**Picture annotation entries:**
==========

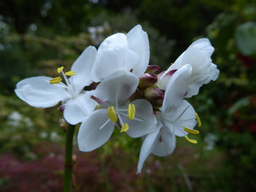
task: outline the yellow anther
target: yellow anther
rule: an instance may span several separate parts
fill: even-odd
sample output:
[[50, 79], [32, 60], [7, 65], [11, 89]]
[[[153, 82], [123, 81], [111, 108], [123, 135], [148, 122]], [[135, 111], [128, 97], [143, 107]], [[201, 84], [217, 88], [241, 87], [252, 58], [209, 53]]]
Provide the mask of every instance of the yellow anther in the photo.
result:
[[135, 105], [134, 104], [129, 104], [128, 106], [128, 118], [129, 119], [132, 120], [135, 117]]
[[65, 73], [65, 75], [67, 75], [67, 76], [72, 76], [74, 74], [76, 74], [75, 71], [69, 71], [69, 72]]
[[110, 119], [110, 120], [113, 123], [117, 122], [117, 116], [116, 116], [116, 113], [115, 113], [115, 111], [114, 111], [114, 108], [113, 106], [108, 108], [108, 117]]
[[199, 134], [199, 131], [197, 130], [190, 130], [189, 128], [188, 127], [184, 127], [184, 131], [188, 133], [191, 133], [191, 134], [194, 134], [194, 135], [197, 135]]
[[201, 120], [200, 120], [200, 118], [199, 118], [197, 113], [195, 113], [195, 117], [196, 117], [196, 120], [197, 120], [197, 123], [198, 123], [198, 126], [201, 127]]
[[50, 79], [49, 83], [50, 84], [59, 84], [61, 81], [62, 81], [62, 79], [61, 77], [56, 77], [56, 78]]
[[197, 143], [196, 140], [195, 140], [195, 139], [189, 139], [188, 136], [185, 136], [184, 137], [185, 137], [185, 139], [187, 139], [188, 142], [189, 142], [189, 143], [191, 143], [193, 144], [196, 144]]
[[125, 123], [125, 125], [122, 125], [120, 132], [126, 132], [128, 130], [129, 130], [129, 125], [128, 124]]
[[63, 68], [64, 68], [64, 67], [58, 67], [57, 68], [58, 73], [61, 73], [62, 72]]

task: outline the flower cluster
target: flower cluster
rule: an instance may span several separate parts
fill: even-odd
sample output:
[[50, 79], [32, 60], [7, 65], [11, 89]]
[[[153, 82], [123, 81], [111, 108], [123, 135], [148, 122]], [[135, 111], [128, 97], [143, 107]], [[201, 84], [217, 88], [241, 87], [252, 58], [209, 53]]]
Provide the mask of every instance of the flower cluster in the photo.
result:
[[[96, 49], [90, 46], [61, 77], [33, 77], [19, 82], [15, 93], [29, 105], [60, 109], [71, 125], [81, 123], [78, 144], [89, 152], [103, 145], [114, 128], [143, 140], [137, 172], [152, 153], [171, 154], [176, 137], [198, 134], [200, 119], [184, 98], [216, 80], [219, 71], [212, 62], [214, 49], [207, 38], [194, 42], [171, 67], [160, 73], [149, 66], [149, 44], [140, 25], [127, 34], [107, 38]], [[65, 83], [62, 83], [64, 79]]]

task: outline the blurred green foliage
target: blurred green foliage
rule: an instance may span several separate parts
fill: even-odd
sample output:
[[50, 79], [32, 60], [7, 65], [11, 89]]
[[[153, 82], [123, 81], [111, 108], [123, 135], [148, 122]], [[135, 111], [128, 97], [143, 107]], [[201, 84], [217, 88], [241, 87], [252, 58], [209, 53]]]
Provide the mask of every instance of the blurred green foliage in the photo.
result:
[[[1, 154], [36, 160], [40, 157], [35, 146], [63, 143], [57, 108], [33, 108], [20, 101], [14, 93], [17, 82], [35, 75], [54, 77], [57, 67], [69, 68], [88, 45], [98, 46], [108, 35], [126, 32], [140, 23], [149, 38], [150, 64], [166, 69], [193, 40], [206, 37], [215, 47], [212, 61], [220, 75], [189, 100], [203, 123], [198, 145], [179, 138], [172, 155], [151, 155], [142, 177], [133, 180], [142, 141], [114, 131], [95, 154], [104, 187], [108, 191], [115, 191], [114, 187], [127, 191], [256, 190], [254, 1], [3, 0], [0, 13]], [[90, 26], [102, 27], [96, 39]], [[128, 177], [125, 187], [114, 183], [115, 174]], [[5, 181], [0, 177], [0, 187]], [[80, 185], [78, 191], [83, 191]]]

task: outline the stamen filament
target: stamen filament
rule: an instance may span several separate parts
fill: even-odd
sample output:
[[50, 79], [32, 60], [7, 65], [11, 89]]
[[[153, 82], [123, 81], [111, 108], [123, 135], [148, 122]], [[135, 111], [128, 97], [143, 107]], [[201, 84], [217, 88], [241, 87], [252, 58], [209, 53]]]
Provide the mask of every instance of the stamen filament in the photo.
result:
[[125, 125], [122, 125], [120, 132], [126, 132], [128, 130], [129, 130], [129, 125], [128, 124], [125, 123]]
[[58, 73], [61, 73], [63, 71], [64, 67], [61, 67], [57, 68]]
[[76, 72], [75, 71], [69, 71], [69, 72], [66, 72], [65, 75], [68, 75], [68, 76], [72, 76], [72, 75], [75, 75]]
[[50, 79], [49, 83], [50, 84], [59, 84], [61, 81], [62, 81], [62, 79], [61, 77], [56, 77], [56, 78]]
[[191, 130], [191, 129], [189, 129], [186, 126], [184, 127], [184, 131], [188, 133], [191, 133], [191, 134], [194, 134], [194, 135], [199, 134], [199, 131], [197, 130]]
[[188, 142], [189, 142], [189, 143], [191, 143], [193, 144], [196, 144], [197, 143], [196, 140], [195, 140], [195, 139], [189, 139], [188, 136], [185, 136], [184, 137], [185, 137], [185, 139], [187, 139]]
[[135, 117], [135, 105], [134, 104], [129, 104], [128, 106], [128, 118], [130, 120], [132, 120]]
[[200, 118], [199, 118], [197, 113], [195, 113], [195, 117], [196, 117], [196, 120], [198, 123], [198, 127], [201, 127], [201, 120], [200, 120]]
[[118, 119], [113, 106], [108, 108], [108, 113], [110, 120], [113, 123], [116, 123]]

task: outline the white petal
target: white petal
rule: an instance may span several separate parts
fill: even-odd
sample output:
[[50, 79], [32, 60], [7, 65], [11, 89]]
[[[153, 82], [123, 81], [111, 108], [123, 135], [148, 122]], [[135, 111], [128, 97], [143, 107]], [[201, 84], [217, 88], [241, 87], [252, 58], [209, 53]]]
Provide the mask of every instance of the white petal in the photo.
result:
[[65, 104], [63, 116], [67, 123], [71, 125], [81, 123], [94, 111], [97, 103], [90, 98], [90, 92], [87, 91]]
[[188, 90], [192, 67], [185, 65], [172, 76], [165, 94], [162, 111], [170, 110], [180, 105]]
[[168, 127], [172, 133], [178, 137], [184, 137], [188, 133], [184, 131], [187, 126], [194, 129], [197, 121], [195, 119], [195, 111], [193, 107], [185, 100], [177, 108], [172, 108], [169, 113], [163, 113], [165, 127]]
[[71, 97], [65, 84], [49, 84], [52, 78], [38, 76], [25, 79], [16, 84], [16, 95], [35, 108], [49, 108]]
[[160, 129], [155, 131], [147, 135], [143, 141], [143, 146], [141, 148], [140, 157], [137, 163], [137, 173], [141, 173], [143, 164], [146, 159], [149, 156], [153, 149], [154, 148], [155, 144], [157, 143], [160, 135]]
[[128, 119], [123, 116], [123, 119], [129, 125], [127, 134], [131, 137], [139, 137], [156, 130], [157, 120], [153, 112], [150, 102], [144, 99], [137, 99], [132, 102], [135, 105], [135, 119]]
[[100, 45], [98, 54], [108, 49], [128, 49], [126, 36], [123, 33], [115, 33], [107, 38]]
[[138, 60], [138, 55], [129, 49], [108, 49], [97, 55], [91, 69], [91, 79], [99, 82], [117, 71], [129, 72]]
[[149, 62], [149, 42], [147, 32], [140, 25], [134, 26], [126, 35], [129, 48], [138, 54], [140, 59], [134, 67], [132, 73], [137, 76], [142, 76], [146, 71]]
[[160, 137], [155, 144], [153, 154], [157, 156], [166, 156], [171, 154], [176, 147], [176, 137], [168, 129], [162, 127]]
[[93, 112], [85, 118], [79, 131], [79, 150], [89, 152], [103, 145], [112, 135], [113, 127], [113, 123], [109, 120], [108, 109], [101, 108]]
[[79, 94], [84, 86], [92, 83], [90, 70], [95, 62], [96, 49], [93, 46], [88, 47], [73, 64], [71, 70], [76, 74], [71, 77], [71, 82], [75, 92]]
[[104, 102], [116, 104], [126, 101], [136, 90], [138, 78], [130, 72], [120, 71], [105, 79], [95, 90], [95, 96]]
[[212, 46], [211, 42], [208, 38], [200, 38], [195, 41], [192, 44], [190, 44], [188, 49], [191, 49], [192, 47], [197, 47], [203, 52], [206, 52], [209, 57], [214, 51], [214, 48]]

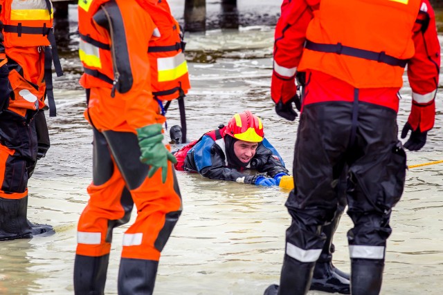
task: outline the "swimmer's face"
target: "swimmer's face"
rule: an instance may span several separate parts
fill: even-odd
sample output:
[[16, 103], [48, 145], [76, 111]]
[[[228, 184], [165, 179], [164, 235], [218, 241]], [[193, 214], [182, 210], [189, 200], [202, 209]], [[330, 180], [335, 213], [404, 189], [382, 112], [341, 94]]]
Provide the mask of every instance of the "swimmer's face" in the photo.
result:
[[255, 155], [257, 146], [258, 146], [257, 142], [237, 140], [234, 142], [234, 153], [242, 162], [248, 163]]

==========

**Written task:** Add 51 to every coordinate in the answers, and write out the records again from the line with "task: outline the flower cluster" up to and including the line with "83], [64, 79]]]", requests included.

**Result of the exercise:**
task: outline the flower cluster
target: flower cluster
rule: an instance may span several separate parts
fill: even-odd
sample output:
[[50, 79], [32, 60], [7, 65], [11, 89]]
[[[153, 82], [123, 81], [111, 108], [123, 135], [148, 122]], [[135, 111], [128, 97], [143, 107]], [[201, 84], [217, 88], [241, 87], [252, 58], [209, 53]]]
Provide the mask of every instance of the flower cluster in the photo.
result:
[[[147, 100], [141, 97], [112, 128], [84, 128], [70, 133], [66, 144], [80, 156], [111, 160], [122, 176], [132, 174], [129, 195], [140, 203], [154, 196], [165, 179], [194, 191], [188, 223], [203, 204], [222, 205], [227, 188], [249, 185], [251, 170], [235, 149], [267, 131], [270, 122], [263, 113], [265, 100], [258, 89], [245, 93], [222, 118], [211, 124], [200, 117], [200, 95], [191, 76], [178, 85], [158, 89]], [[116, 134], [113, 134], [115, 130]]]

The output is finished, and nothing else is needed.